Text section -
-- -- --

On national stage, Biden ponders one more race
WASHINGTON >> Vice President Joe Biden looks like a man running for president, but he does not sound like it.
He flies around the country, making announcements, jogging in parades, giving speeches and enjoying the cheers. When he stops moving long enough to think, however, he makes abundantly clear that he does not have the fire for another campaign.
Other politicians express ambivalence before jumping into the presidential pool, but few if any voice the sort of doubts about their own capacity to undertake the ordeal as Biden has in recent days. In a call with Democrats, in a speech in Atlanta and on television Thursday night, he sounded like an unhappy warrior, still mourning his son, emotional, worn out, unsure of his future.
Rather than mounting a presidential campaign, Biden appears to be engaging in public therapy, working through grief in front of seemingly every camera in the nation. He saw Beau Biden, himself a budding politician who died in May at 46, as his legacy. With the younger Biden now gone, friends and advisers say the vice president is struggling with whether to run to honor Beau and create a new legacy.

-- -- --

Listed entries -
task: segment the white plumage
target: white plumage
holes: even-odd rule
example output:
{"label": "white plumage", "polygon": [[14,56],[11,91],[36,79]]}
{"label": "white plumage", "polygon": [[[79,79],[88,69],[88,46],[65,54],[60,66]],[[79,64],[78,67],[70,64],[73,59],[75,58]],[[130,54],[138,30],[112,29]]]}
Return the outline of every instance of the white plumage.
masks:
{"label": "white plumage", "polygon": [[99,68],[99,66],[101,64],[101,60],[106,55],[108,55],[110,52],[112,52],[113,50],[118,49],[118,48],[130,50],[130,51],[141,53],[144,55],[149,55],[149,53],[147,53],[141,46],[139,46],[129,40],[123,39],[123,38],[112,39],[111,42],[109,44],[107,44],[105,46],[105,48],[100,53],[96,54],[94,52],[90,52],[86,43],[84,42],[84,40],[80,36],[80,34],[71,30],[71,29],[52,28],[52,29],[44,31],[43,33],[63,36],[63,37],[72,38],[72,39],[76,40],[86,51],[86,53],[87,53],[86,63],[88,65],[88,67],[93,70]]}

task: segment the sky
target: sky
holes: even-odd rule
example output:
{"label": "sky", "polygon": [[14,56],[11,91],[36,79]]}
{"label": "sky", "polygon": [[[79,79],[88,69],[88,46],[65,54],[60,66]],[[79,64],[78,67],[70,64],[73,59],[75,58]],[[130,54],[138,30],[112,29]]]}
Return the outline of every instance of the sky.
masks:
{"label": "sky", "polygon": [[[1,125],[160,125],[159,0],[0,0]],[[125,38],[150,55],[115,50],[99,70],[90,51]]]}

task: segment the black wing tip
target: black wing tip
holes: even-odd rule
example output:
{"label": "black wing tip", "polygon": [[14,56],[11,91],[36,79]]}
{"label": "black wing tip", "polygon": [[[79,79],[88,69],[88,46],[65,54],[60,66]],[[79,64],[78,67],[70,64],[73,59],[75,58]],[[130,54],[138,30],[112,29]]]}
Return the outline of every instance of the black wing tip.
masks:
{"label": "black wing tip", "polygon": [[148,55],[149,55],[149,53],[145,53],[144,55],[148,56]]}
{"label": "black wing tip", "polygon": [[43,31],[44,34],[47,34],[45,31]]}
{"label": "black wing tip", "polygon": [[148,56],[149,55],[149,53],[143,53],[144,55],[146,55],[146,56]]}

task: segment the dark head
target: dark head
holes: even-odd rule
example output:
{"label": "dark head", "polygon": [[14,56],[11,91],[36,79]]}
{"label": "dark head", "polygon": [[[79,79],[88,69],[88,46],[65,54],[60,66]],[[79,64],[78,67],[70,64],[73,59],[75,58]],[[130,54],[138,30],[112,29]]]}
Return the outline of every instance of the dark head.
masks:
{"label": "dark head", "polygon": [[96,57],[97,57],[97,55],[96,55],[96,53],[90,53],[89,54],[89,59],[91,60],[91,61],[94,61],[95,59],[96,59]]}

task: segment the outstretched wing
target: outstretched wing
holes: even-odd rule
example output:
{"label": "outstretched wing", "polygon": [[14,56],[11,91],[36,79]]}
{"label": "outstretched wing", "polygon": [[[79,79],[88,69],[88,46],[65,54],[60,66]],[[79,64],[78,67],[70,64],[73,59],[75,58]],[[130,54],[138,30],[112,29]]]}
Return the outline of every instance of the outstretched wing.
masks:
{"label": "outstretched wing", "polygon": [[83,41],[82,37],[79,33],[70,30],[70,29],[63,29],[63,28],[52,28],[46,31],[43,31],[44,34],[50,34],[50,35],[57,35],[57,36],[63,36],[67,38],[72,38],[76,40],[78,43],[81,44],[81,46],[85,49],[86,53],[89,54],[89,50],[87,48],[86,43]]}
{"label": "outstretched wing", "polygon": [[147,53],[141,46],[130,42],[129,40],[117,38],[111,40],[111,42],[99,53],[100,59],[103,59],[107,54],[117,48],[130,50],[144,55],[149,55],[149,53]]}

-- -- --

Task 1 -
Translate this sentence from the article on Biden into Spanish: "He saw Beau Biden, himself a budding politician who died in May at 46, as his legacy."
Task 2 -
According to the article on Biden, in which city did the vice president give a speech?
Task 3 -
Reproduce the article on Biden word for word, from "He flies around" up to and including "of his future.".

Expected answer 1 -
Él veía a Beau Biden, también un político en ciernes que murió en mayo a los 46 años, como su legado.

Expected answer 2 -
Atlanta.

Expected answer 3 -
He flies around the country, making announcements, jogging in parades, giving speeches and enjoying the cheers. When he stops moving long enough to think, however, he makes abundantly clear that he does not have the fire for another campaign.
Other politicians express ambivalence before jumping into the presidential pool, but few if any voice the sort of doubts about their own capacity to undertake the ordeal as Biden has in recent days. In a call with Democrats, in a speech in Atlanta and on television Thursday night, he sounded like an unhappy warrior, still mourning his son, emotional, worn out, unsure of his future.